Arrange every line of the records below as one numbered list, leaving out any blank lines.

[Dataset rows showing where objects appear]

----------

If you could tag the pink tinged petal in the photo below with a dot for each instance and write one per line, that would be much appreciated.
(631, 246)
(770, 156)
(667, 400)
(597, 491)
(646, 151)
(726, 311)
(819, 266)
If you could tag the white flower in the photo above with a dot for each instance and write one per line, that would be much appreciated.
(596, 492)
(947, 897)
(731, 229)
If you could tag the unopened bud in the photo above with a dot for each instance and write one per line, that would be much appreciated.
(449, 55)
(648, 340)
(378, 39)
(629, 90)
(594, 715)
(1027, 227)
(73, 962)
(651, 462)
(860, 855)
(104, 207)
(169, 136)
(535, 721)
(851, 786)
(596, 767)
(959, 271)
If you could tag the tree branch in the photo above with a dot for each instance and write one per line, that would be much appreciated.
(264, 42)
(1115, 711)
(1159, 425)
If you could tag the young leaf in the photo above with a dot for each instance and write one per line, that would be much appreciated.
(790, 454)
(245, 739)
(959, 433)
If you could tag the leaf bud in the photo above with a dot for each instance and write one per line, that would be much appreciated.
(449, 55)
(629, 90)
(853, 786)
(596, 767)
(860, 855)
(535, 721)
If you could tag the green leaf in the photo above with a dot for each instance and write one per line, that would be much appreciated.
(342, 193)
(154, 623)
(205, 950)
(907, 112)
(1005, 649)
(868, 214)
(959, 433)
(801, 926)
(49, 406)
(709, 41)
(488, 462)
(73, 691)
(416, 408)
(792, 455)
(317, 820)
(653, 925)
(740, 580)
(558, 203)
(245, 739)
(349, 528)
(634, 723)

----------

● COMPLETE ANSWER:
1. If you could tag the pink tinged petal in the photo below with a dot for each instance and write one per line, that would be much appreciated.
2. (631, 246)
3. (770, 156)
4. (667, 400)
5. (597, 491)
6. (646, 151)
7. (726, 311)
8. (819, 266)
9. If you could tag the white flower in the photo above with a dot for each instance and write one per line, that would be much appreciated.
10. (596, 492)
11. (947, 897)
12. (731, 229)
13. If you could tag the unopened bud in the photo above with a dot for each instance and write one per line, that would be much appreciated.
14. (449, 55)
15. (648, 340)
16. (378, 39)
17. (629, 90)
18. (594, 715)
19. (1027, 227)
20. (73, 962)
21. (651, 462)
22. (860, 855)
23. (104, 207)
24. (169, 136)
25. (535, 721)
26. (851, 786)
27. (596, 767)
28. (959, 271)
29. If you could tag the tree branch in the photo above with a dot for each instance and write one per line, that would be much appreciated.
30. (264, 42)
31. (1115, 711)
32. (1159, 425)
33. If you could tag the young leaf in the photo above with a dot for each instance and write one per line, that would be much appreciated.
34. (790, 454)
35. (245, 739)
36. (959, 433)
37. If you could tag the leaf bud in the photo above with a dot for each instance and write one per line, that would be much appreciated.
38. (449, 55)
39. (629, 90)
40. (853, 786)
41. (596, 767)
42. (860, 855)
43. (535, 721)
44. If you could tag the green leaf in the photo above with a dot for each instance and write one per line, that would be much appreciated.
45. (342, 193)
46. (154, 623)
47. (205, 950)
48. (907, 112)
49. (1005, 649)
50. (868, 214)
51. (959, 433)
52. (801, 926)
53. (49, 406)
54. (709, 41)
55. (488, 462)
56. (73, 691)
57. (416, 408)
58. (792, 455)
59. (317, 820)
60. (653, 925)
61. (740, 580)
62. (558, 203)
63. (245, 739)
64. (349, 528)
65. (634, 723)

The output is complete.